§ EXTRACTED DATA:
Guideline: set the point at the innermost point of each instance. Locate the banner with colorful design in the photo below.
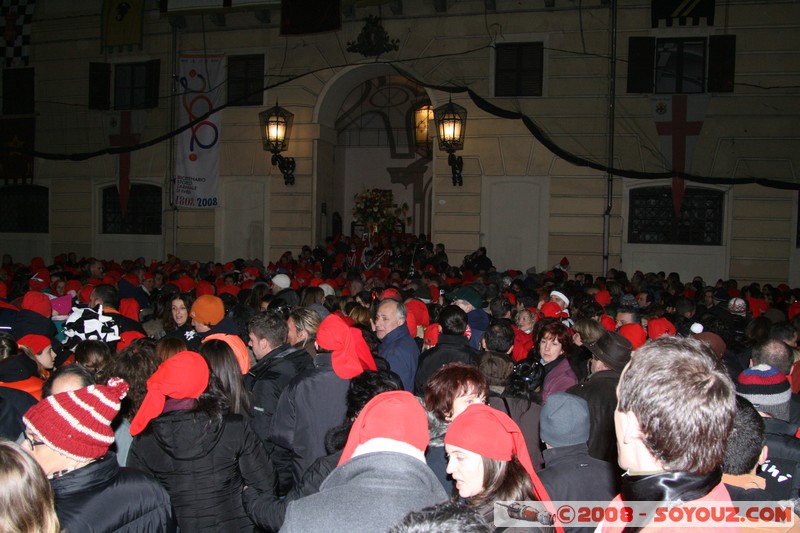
(202, 80)
(17, 16)
(123, 23)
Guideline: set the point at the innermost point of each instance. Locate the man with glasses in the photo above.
(277, 363)
(610, 354)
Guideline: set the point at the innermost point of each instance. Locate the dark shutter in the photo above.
(641, 64)
(99, 86)
(152, 74)
(18, 91)
(721, 63)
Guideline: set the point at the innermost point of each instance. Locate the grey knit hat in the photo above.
(564, 420)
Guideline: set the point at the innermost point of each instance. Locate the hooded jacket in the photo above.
(368, 493)
(204, 464)
(266, 380)
(102, 497)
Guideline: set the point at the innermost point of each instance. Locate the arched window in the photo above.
(651, 219)
(24, 209)
(144, 211)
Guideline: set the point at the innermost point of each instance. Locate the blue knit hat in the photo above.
(767, 389)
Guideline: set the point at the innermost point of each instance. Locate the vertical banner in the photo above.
(123, 22)
(679, 120)
(202, 79)
(125, 129)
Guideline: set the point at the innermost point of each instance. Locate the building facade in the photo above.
(579, 117)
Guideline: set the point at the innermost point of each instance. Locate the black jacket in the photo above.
(268, 511)
(204, 464)
(600, 392)
(102, 497)
(449, 349)
(226, 325)
(13, 404)
(309, 406)
(570, 474)
(266, 380)
(782, 467)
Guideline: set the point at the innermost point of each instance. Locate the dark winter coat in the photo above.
(600, 392)
(268, 511)
(266, 380)
(570, 474)
(782, 467)
(102, 497)
(312, 403)
(204, 464)
(449, 349)
(368, 493)
(13, 404)
(402, 354)
(559, 377)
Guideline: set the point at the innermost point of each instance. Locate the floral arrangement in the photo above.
(375, 208)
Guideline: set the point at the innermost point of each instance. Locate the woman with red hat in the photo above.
(186, 436)
(489, 460)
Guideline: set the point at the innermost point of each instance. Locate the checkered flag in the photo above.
(17, 16)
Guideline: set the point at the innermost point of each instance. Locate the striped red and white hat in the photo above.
(77, 424)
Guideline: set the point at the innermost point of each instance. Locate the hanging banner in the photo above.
(202, 79)
(679, 120)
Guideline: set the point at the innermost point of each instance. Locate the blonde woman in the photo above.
(26, 497)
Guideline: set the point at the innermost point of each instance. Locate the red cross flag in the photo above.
(125, 129)
(679, 119)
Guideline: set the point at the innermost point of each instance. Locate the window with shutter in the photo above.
(681, 66)
(519, 69)
(651, 218)
(18, 91)
(144, 211)
(24, 209)
(246, 80)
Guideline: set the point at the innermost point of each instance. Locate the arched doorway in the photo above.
(367, 116)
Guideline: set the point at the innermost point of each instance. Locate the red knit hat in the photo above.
(603, 298)
(233, 290)
(431, 336)
(634, 333)
(391, 294)
(609, 323)
(126, 338)
(351, 355)
(203, 287)
(77, 424)
(491, 433)
(129, 307)
(657, 327)
(37, 343)
(184, 375)
(37, 302)
(208, 309)
(238, 347)
(40, 280)
(420, 311)
(396, 415)
(551, 310)
(73, 285)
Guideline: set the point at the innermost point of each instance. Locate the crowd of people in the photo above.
(371, 385)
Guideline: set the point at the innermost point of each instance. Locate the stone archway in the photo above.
(366, 117)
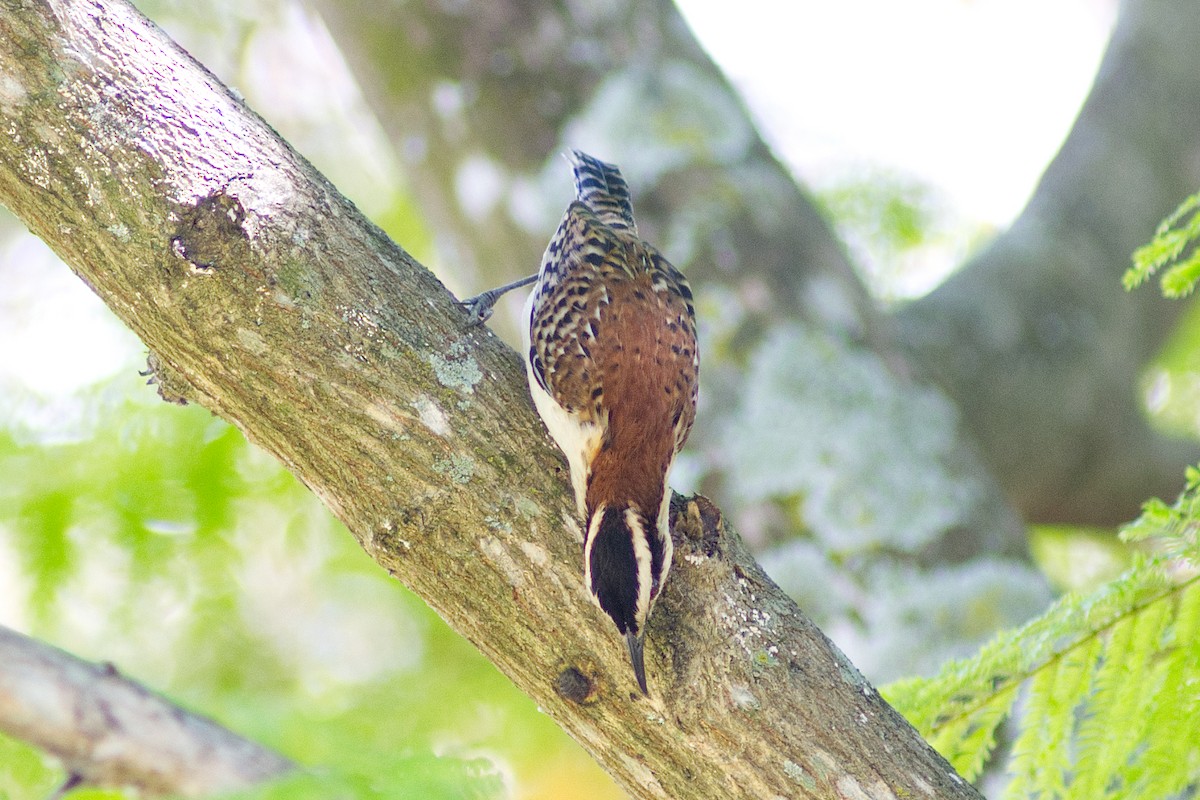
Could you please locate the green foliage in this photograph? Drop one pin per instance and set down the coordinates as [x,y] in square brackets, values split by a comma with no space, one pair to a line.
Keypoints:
[1110,679]
[160,540]
[1174,247]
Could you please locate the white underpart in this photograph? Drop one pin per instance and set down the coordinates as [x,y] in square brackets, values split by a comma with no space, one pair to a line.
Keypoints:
[575,439]
[642,555]
[588,541]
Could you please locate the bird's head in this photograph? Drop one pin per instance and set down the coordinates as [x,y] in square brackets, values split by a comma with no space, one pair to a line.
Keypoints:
[627,558]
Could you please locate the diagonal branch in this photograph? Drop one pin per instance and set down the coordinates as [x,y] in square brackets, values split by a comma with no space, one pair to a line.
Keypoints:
[111,732]
[267,296]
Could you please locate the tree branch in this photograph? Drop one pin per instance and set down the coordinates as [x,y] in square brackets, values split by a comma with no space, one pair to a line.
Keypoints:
[1035,338]
[111,732]
[277,306]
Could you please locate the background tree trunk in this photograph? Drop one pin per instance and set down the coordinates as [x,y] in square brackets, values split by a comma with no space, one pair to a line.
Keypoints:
[265,296]
[1036,338]
[1035,341]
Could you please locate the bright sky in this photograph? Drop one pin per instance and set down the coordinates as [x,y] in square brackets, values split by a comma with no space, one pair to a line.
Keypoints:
[972,96]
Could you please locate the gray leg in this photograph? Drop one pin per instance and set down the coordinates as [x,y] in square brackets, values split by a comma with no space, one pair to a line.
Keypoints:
[480,306]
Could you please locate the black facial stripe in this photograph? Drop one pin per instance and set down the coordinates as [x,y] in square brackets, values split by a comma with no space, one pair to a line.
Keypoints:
[615,570]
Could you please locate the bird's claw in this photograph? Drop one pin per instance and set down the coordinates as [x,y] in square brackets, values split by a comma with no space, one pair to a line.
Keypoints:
[479,308]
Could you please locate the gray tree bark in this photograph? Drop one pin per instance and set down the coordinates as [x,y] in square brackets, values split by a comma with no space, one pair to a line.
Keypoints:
[111,732]
[1035,341]
[1036,338]
[887,491]
[269,299]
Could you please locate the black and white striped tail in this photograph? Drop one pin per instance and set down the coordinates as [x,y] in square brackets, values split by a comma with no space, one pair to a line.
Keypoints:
[601,187]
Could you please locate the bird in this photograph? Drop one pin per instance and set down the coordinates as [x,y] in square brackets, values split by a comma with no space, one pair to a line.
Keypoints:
[613,368]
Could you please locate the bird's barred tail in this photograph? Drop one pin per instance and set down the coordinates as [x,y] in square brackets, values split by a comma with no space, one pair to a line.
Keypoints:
[601,187]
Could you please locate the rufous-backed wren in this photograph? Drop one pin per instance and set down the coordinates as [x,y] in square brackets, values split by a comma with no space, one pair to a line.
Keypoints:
[610,344]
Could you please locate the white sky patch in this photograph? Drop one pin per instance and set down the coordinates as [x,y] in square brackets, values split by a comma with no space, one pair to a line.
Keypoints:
[55,336]
[973,97]
[480,185]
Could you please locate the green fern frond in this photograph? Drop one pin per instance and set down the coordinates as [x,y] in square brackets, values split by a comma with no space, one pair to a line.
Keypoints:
[1174,246]
[1111,680]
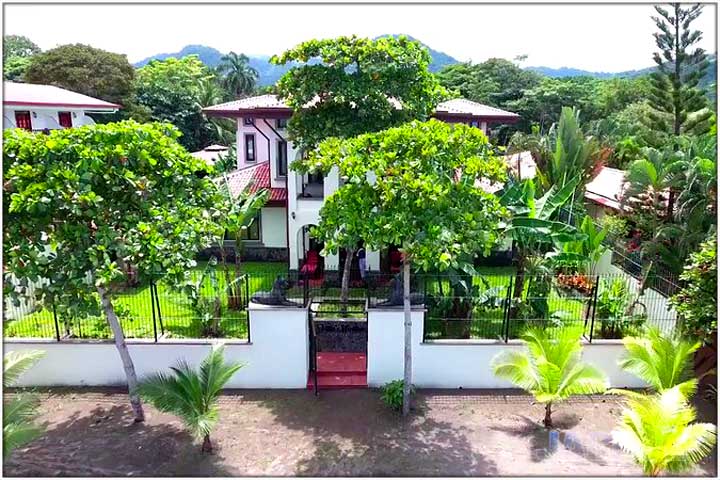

§ TASK DESCRIPTION: The records above are to be reproduced exactly; the pictures are to be left out.

§ RESPONSE TO THIS TASK:
Guideline: set the point at the innermost point of each instance. Locate the banner with colorful design in the photo below.
(202, 80)
(17, 16)
(123, 23)
Guideline: set the point at the innermost point of each instance. Locate the man with glasses in the photo above.
(277, 363)
(610, 354)
Guideline: set the point at the innermost point of each instance. Locate the dark shutter in the photo above.
(641, 64)
(99, 86)
(152, 74)
(18, 91)
(721, 63)
Guideline: set the point at the innermost point of each instance. Locate the grey knit hat in the photo above.
(564, 420)
Guideline: set the point at the innermost point of each instance. Locate the hooded jacket in the photo above.
(368, 493)
(204, 464)
(266, 380)
(102, 497)
Guideline: set the point at the innermost point of each instance. Locate the arched window in the photo above.
(651, 219)
(24, 209)
(144, 211)
Guideline: set the point at the innermost point of each instance. Locate the blue knit hat in the photo above.
(767, 389)
Guideline: set the point at the innermost point of each instance. Locate the vertical banner in the photo above.
(123, 22)
(679, 120)
(202, 79)
(125, 129)
Guideline: set the point at the innermost point of each instance. Locate the building facade in the photo above.
(579, 117)
Guideline: set the point at the innermost point of each instance. Locate the black jacket in the photo above.
(268, 511)
(204, 464)
(600, 392)
(102, 497)
(449, 349)
(226, 325)
(13, 404)
(309, 406)
(570, 474)
(266, 380)
(782, 467)
Guideline: set the point at the innermost point of each instance. Locate the dark winter coat in the photo above.
(600, 392)
(268, 511)
(266, 380)
(570, 474)
(782, 467)
(102, 497)
(312, 403)
(204, 464)
(449, 349)
(368, 493)
(13, 404)
(402, 354)
(559, 377)
Guideline: set the point at the innermost point of each instance. Locate the floral arrangement in the photo above.
(375, 208)
Guideline: set the point at the innermost point of each instance. Locate the woman with red hat in the photo above.
(186, 436)
(489, 460)
Guideline: set the point at the innermost point of each instance. Locate the checkered flag in the photo above.
(17, 16)
Guideline: set the point at the innermost point of each instance. Locate the striped red and white hat in the photo above.
(77, 424)
Guideline: set the point at the innermost point of each instance. Locate the hanging banner in the photo above.
(202, 79)
(679, 120)
Guideline: set the point at the innermost point of each instance. Locate the blonde woman in the photo above.
(26, 497)
Guideline: set the point at the innermost point of each instance. Locate the red cross flag in the photo above.
(125, 129)
(679, 119)
Guideline: set the point at the innermost point of each instance. Locate the window with shutter in the photo above.
(681, 66)
(519, 69)
(651, 218)
(18, 91)
(144, 211)
(24, 209)
(246, 80)
Guideline: set the point at the innermost point of each instance. Locate the arched doorway in the photo above.
(367, 116)
Guideline: set the point at the innermost point of each instance. Locate the red knit hat in the photo above.
(603, 298)
(233, 290)
(431, 336)
(634, 333)
(391, 294)
(609, 323)
(126, 338)
(351, 355)
(203, 287)
(77, 424)
(491, 433)
(129, 307)
(657, 327)
(37, 343)
(184, 375)
(37, 302)
(208, 309)
(238, 347)
(40, 280)
(420, 311)
(396, 415)
(551, 310)
(73, 285)
Guideline: set the point at the innermost point of each instance. Locate the crowd of people in the photo above.
(371, 385)
Guideline: set the point at the innermost point of each instance. Locate the stone archway in the photo above.
(366, 117)
Could you please locate the green foliage in this photograph? Drop one pin per instance and set down the coordinates as [x,y] in square brackets, values split by a comma with no space, one pair to a line.
Keypoints:
[1110,679]
[160,540]
[1174,247]
Could you please locate the white underpart in this photograph? Drop one pin per instance and set down the coordinates as [x,y] in square brackets, values split by a comma with no space, one pair to a line.
Keypoints:
[575,439]
[642,555]
[588,541]
Could you please locate the bird's head in this photograph? Drop one pin per instance and set down the coordinates as [x,y] in square brackets, values split by a comma with no space, one pair to a line.
Keypoints:
[627,558]
Could you please locate the diagonal branch in this photograph? Drop one pin per instance and set down the coordinates as [x,y] in square brackets, values split by a comma with no space, one pair to a line.
Keypoints:
[111,732]
[267,296]
Could you please locate the tree branch in this photograph? Drop one pin per instance and set down the coordinates as [x,y] in square brackets, values split by a comma with no space, one pair to a line.
Keypoints:
[1035,338]
[111,732]
[277,306]
Could you please locate the background tree trunk in this photograph? Drop one pin per instance and set down the coordinates as [x,y] in square brackets, values split by a comma with no space, one pair to a line.
Keypoints:
[265,296]
[1036,338]
[1035,341]
Could you please locate the bright sky in this photograph? Drop one pin per instance and set down the coordinates as [x,y] in square brackets, values split by a comma with no space, one pair to a line.
Keypoints:
[972,96]
Could you please locate the gray leg in this photograph? Drop one pin per instance and set down the coordinates as [x,y] in square brackets, values split by a comma with no space, one pair to a line.
Keypoints:
[480,306]
Could you please locate the black facial stripe in this photograph? Drop one pin per instance and set down the coordinates as [x,y] in square brackets, values split by a comma with no space, one pair to a line.
Keypoints:
[615,570]
Could you please locate the bird's claw in this photograph? Drop one pin per instance and set down the coordinates as [x,y] in square brackets, values split by a comma with no space, one pair to a line.
Keypoints:
[479,308]
Could you please locate the gray tree bark in this photograph? Drop one pin per instance and set down the coordinates as [x,y] in square brackets, values split by a comma with no space, one pair to a line.
Keypoints:
[111,732]
[1035,341]
[1036,338]
[887,491]
[269,299]
Could you please locate the black and white striped tail in this photograph? Drop one pin per instance and set down the coordinates as [x,y] in square brackets, values split by a comma with no space, one pair to a line.
Keypoints:
[601,187]
Could you please locate the bird in this photograph? Drop one pin per instance and set down the coordinates as [x,y] in square brackets, values split by a comma with no space, one pair to a line.
Keypoints:
[613,368]
Could you please locate the bird's barred tail in this photograph? Drop one pin per instance and set down the coordinates as [x,y] in square brackets, values split by a comma with no space, one pair to a line.
Keypoints:
[601,187]
Could you please locate the rufous-backed wren in this photograph? Drop one pin per instance and set down the coordinates as [x,y] in square brackets, values split by a comma with no space, one pair to a line.
Keypoints:
[610,344]
Could you please locate the white sky patch in this photograph? Drop one pin per instance and set down the coordinates as [x,y] in square brackets, values split by a comma with no space, one pair to a line.
Keypoints:
[55,336]
[973,97]
[480,185]
Could you please locate the green fern frond in this photograph? Drop one pin per instance and set down the coordinates as [x,y] in square brackets, values split by a comma with no space, one pair to a line.
Keypoints:
[1174,246]
[1111,680]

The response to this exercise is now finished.